### Stated goal
Your task is to repeat all of the data exactly while excluding the pictures.

### Entries shown

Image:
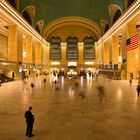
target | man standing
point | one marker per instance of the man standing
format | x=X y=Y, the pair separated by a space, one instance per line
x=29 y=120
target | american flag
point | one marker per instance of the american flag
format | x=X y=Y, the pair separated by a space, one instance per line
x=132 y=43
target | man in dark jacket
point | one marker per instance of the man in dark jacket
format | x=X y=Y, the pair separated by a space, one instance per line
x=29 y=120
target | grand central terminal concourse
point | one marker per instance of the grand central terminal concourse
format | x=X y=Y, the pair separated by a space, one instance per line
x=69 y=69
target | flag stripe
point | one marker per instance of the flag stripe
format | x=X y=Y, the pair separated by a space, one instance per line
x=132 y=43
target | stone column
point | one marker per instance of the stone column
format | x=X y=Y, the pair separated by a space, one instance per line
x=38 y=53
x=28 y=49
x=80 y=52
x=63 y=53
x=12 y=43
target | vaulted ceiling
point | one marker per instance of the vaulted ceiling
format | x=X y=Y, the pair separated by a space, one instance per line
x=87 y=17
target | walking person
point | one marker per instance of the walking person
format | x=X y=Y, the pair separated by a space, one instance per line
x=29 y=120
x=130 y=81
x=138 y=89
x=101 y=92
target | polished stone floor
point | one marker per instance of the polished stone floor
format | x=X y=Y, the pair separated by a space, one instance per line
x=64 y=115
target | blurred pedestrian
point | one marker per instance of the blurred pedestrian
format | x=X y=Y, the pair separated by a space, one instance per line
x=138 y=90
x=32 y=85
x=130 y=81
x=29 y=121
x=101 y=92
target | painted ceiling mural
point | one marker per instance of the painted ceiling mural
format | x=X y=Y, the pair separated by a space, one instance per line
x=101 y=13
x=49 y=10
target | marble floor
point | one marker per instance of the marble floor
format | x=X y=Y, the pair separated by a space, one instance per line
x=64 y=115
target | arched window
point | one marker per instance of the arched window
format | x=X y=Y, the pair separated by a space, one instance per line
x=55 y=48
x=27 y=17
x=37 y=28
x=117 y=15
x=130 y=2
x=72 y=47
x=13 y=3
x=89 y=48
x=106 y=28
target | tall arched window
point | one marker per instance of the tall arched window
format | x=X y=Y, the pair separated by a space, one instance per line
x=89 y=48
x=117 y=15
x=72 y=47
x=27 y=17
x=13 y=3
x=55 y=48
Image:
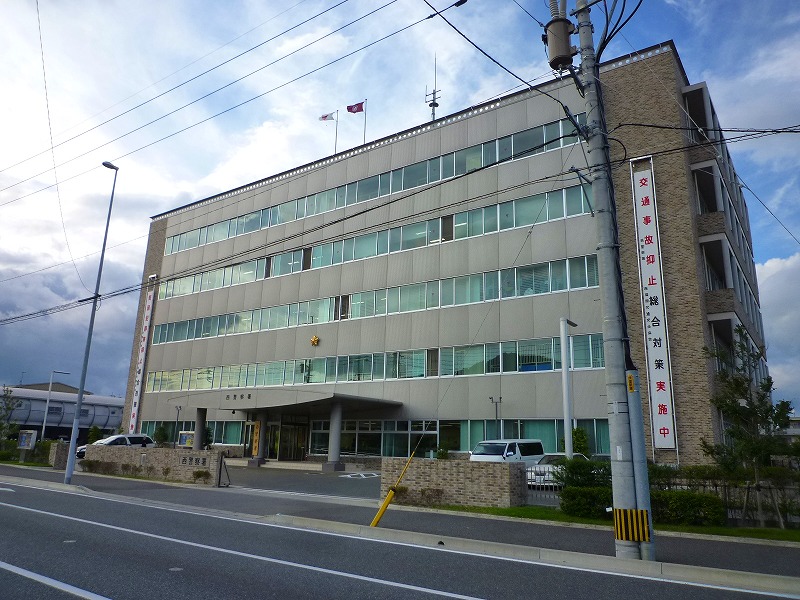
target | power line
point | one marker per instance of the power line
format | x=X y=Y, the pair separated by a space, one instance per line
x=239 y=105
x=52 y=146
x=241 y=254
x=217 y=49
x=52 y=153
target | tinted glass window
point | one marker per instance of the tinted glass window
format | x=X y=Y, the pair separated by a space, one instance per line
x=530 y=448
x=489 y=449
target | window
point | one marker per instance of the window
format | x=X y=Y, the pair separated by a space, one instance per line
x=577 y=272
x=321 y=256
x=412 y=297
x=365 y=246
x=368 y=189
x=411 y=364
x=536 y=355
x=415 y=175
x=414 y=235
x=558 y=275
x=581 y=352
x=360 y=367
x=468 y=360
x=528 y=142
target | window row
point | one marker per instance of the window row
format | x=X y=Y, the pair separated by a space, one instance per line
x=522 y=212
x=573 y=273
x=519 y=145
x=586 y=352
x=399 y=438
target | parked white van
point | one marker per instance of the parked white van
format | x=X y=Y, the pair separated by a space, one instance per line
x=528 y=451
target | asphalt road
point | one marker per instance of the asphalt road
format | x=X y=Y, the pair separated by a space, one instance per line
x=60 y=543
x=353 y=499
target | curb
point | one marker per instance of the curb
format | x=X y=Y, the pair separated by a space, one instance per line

### Solved exercise
Image:
target | man standing
point | one marker per instance of the man standing
format | x=X y=Y, the pair separated by a space, one instance per line
x=29 y=120
target | american flag
point | one marker per instance of the american flag
format | x=X y=Y, the pair separated by a space, one instance per line
x=132 y=43
target | man in dark jacket
point | one marker per instance of the man in dark jacket
format | x=X y=Y, the pair separated by a space, one instance per line
x=29 y=120
target | grand central terminal concourse
point | one marker per instance of the grand central terminal concourse
format | x=X y=Y, the pair separated by a space, one instance per line
x=69 y=69
target | flag stripe
point | one marker per instance of the flag stripe
format | x=X y=Y, the pair separated by a space, one instance per line
x=132 y=43
target | stone column
point | one marker per instance of the stone column
format | x=X y=Y, the pair separated by a space, one instance per line
x=38 y=53
x=28 y=49
x=80 y=52
x=63 y=53
x=12 y=43
target | vaulted ceiling
point | one marker per instance of the vaulted ceiling
format | x=X y=Y, the pair separated by a space, one instance per line
x=87 y=17
target | walking person
point | one marker per instance of the walking person
format | x=X y=Y, the pair separated by a space, one instance per line
x=29 y=120
x=130 y=81
x=138 y=89
x=101 y=92
target | polished stone floor
point | one marker per instance of the polished stone floor
format | x=X y=Y, the pair separated by a space, one instance per line
x=64 y=115
target | blurred pedestrian
point | one marker per instance of the blurred pedestrian
format | x=X y=Y, the pair separated by a space, one instance per line
x=138 y=90
x=32 y=85
x=130 y=81
x=29 y=121
x=101 y=92
target | painted ceiling mural
point | one marker per instance of the painted ceiling mural
format | x=X y=Y, the pair separated by a space, one instance per line
x=101 y=13
x=49 y=10
target | marble floor
point | one marker per instance of the marble floor
format | x=X y=Y, the pair separated by a space, one instance per line
x=64 y=115
target | arched window
point | one marker per instance of the arched window
format | x=X y=Y, the pair separated by a space, one instance per line
x=55 y=48
x=27 y=17
x=37 y=28
x=117 y=15
x=130 y=2
x=72 y=47
x=13 y=3
x=89 y=48
x=106 y=28
target | tall arched window
point | one marker per instance of the tall arched window
format | x=X y=Y, the pair separated by a space, one instance per line
x=89 y=48
x=117 y=15
x=72 y=47
x=27 y=17
x=13 y=3
x=55 y=48
Image:
target | power line
point | one marker per instance of the power line
format | x=X y=Y, the pair separated by a space, one instance per line
x=239 y=105
x=52 y=146
x=241 y=254
x=217 y=49
x=52 y=153
target | tinted glass window
point | one marker per instance of the tinted glass window
format | x=X y=Y, the pair separated by a space, one instance per line
x=530 y=448
x=489 y=449
target | window
point | one marker per instance of the window
format | x=X y=Y, the pair separated by a space, one instance per line
x=577 y=272
x=321 y=256
x=412 y=297
x=365 y=246
x=368 y=189
x=411 y=364
x=536 y=355
x=415 y=175
x=414 y=235
x=558 y=275
x=581 y=352
x=360 y=367
x=468 y=360
x=528 y=142
target | window row
point | one marker per instance of the window row
format | x=X y=Y, the pair separated by a space, one instance per line
x=522 y=212
x=573 y=273
x=519 y=145
x=586 y=352
x=399 y=438
target | parked white van
point | one marker per instance of the parked white van
format | x=X y=Y, the pair separated by a space, one instance per line
x=528 y=451
target | asphalt road
point | one marker per instance of the asphalt road
format | x=X y=Y, the pair separated by a space, one instance per line
x=60 y=543
x=353 y=499
target | curb
point | one marker per instance of the curb
format | x=X y=Y, the pair separated by a space, one instance per line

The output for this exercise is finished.